** start of Passage provided **

Opinion for the court filed by Circuit Judge RANDOLPH.
When the attorneys jointly representing Donald L. Adkins and twelve other dairy truck drivers sought to appeal the district court’s dismissal of their clients’ age discrimination suit, they filed a notice of appeal captioned “DONALD LEROY ADKINS, et al.,. Plaintiffs vs. SAFEWAY STORES, INC., et al., Defendants.’’ The body of the notice stated, in its entirety:
PLAINTIFFS’ JOINT NOTICE OF APPEAL
Pursuant to Rule 3 of the Federal Rules of Appellate Procedure, plaintiffs respectfully notice their appeal to the United States Court of Appeals for the District of Columbia Circuit from the Memorandum Opinion And Order filed in this action on June 21, 1991.
On defendants’ motions to dismiss, a panel of this court held that Adkins’ twelve fellow plaintiffs had not complied with Rule 3, Fed.R.App.P., and dismissed their appeal. 968 F.2d 1317 (D.C.Cir.1992), cert. denied, — U.S. -, 113 S.Ct. 968, 122 L.Ed.2d 123 (1993). The motions panel referred the question whether Adkins had perfected his appeal to the panel considering the merits. We hold that Adkins has properly appealed but reject his age discrimination claim.

** end of Passage provided **
** start of Stored rows **

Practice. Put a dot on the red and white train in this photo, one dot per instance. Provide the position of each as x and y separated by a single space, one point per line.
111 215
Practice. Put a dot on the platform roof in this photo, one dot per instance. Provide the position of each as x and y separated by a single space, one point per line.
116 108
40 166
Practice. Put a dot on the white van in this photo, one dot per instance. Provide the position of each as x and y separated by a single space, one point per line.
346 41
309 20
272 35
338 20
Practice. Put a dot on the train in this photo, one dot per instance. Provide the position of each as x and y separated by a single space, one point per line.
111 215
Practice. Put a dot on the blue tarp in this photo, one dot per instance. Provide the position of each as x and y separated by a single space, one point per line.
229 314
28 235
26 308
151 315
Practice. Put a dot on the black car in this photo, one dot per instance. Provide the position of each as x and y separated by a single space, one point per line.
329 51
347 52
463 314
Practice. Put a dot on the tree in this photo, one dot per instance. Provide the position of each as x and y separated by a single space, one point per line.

** end of Stored rows **

Exercise instructions:
(1) Write out the court opinion from "Opinion for the" to "June 21, 1991.", word for word.
(2) Extend the court opinion on the Adkins age discrimination appeal, picking up after its final sentence.

Answers for the exercise:
(1)
Opinion for the court filed by Circuit Judge RANDOLPH.
When the attorneys jointly representing Donald L. Adkins and twelve other dairy truck drivers sought to appeal the district court’s dismissal of their clients’ age discrimination suit, they filed a notice of appeal captioned “DONALD LEROY ADKINS, et al.,. Plaintiffs vs. SAFEWAY STORES, INC., et al., Defendants.’’ The body of the notice stated, in its entirety:
PLAINTIFFS’ JOINT NOTICE OF APPEAL
Pursuant to Rule 3 of the Federal Rules of Appellate Procedure, plaintiffs respectfully notice their appeal to the United States Court of Appeals for the District of Columbia Circuit from the Memorandum Opinion And Order filed in this action on June 21, 1991.

(2)
Rule 3(c) of the appellate rules provides that “[t]he notice of appeal shall specify the party or parties taking the appeal____” The Supreme Court in Torres v. Oakland Scavenger Co., 487 U.S. 312, 318, 108 S.Ct. 2405, 2409, 101 L.Ed.2d 285 (1988), read Rule 3(c) to require “some designation that gives fair notice of the specific individual or entity seeking to appeal.” The Court’s reading in Torres resulted in its dismissing, on jurisdictional grounds, the appeal of one plaintiff (there were sixteen altogether) not named in the notice of appeal. In the earlier decision in this case, the motions panel concluded that the generic term “plaintiffs,” standing alone, did not provide adequate notice under Torres of the appeals of the non-captioned plaintiffs. See 968 F.2d at 1319.
Appellees Safeway, Inc., and Local No. 246 of the Milk Drivers and Dairy Employees Union now contend that the presence of Adkins’ name in the caption of the notice did not satisfy the appellate rules. Their argument goes like this. Notices of appeal, although governed by the Federal Rules of Appellate Procedure, are filed with the clerks of the district courts. Rule 10(a) of the Federal Rules of Civil Procedure provides that for “pleadings” other than complaints, “it is sufficient to state the name of the first party on each side with an appropriate indication of other parties.” Rule 7(b)(2), Fed.R.Civ.P., also allows the use of such short-form captions in “all motions and other papers provided for by these rules.” Appellees say the caption of the notice of appeal in this case merely complied with these rules. Viewed in light of the rules, so the argument goes, the notice conveyed to the reader simply that Adkins was a plaintiff and that he was the first party listed in the complaint, neither of which says anything about his intentions regarding appeal.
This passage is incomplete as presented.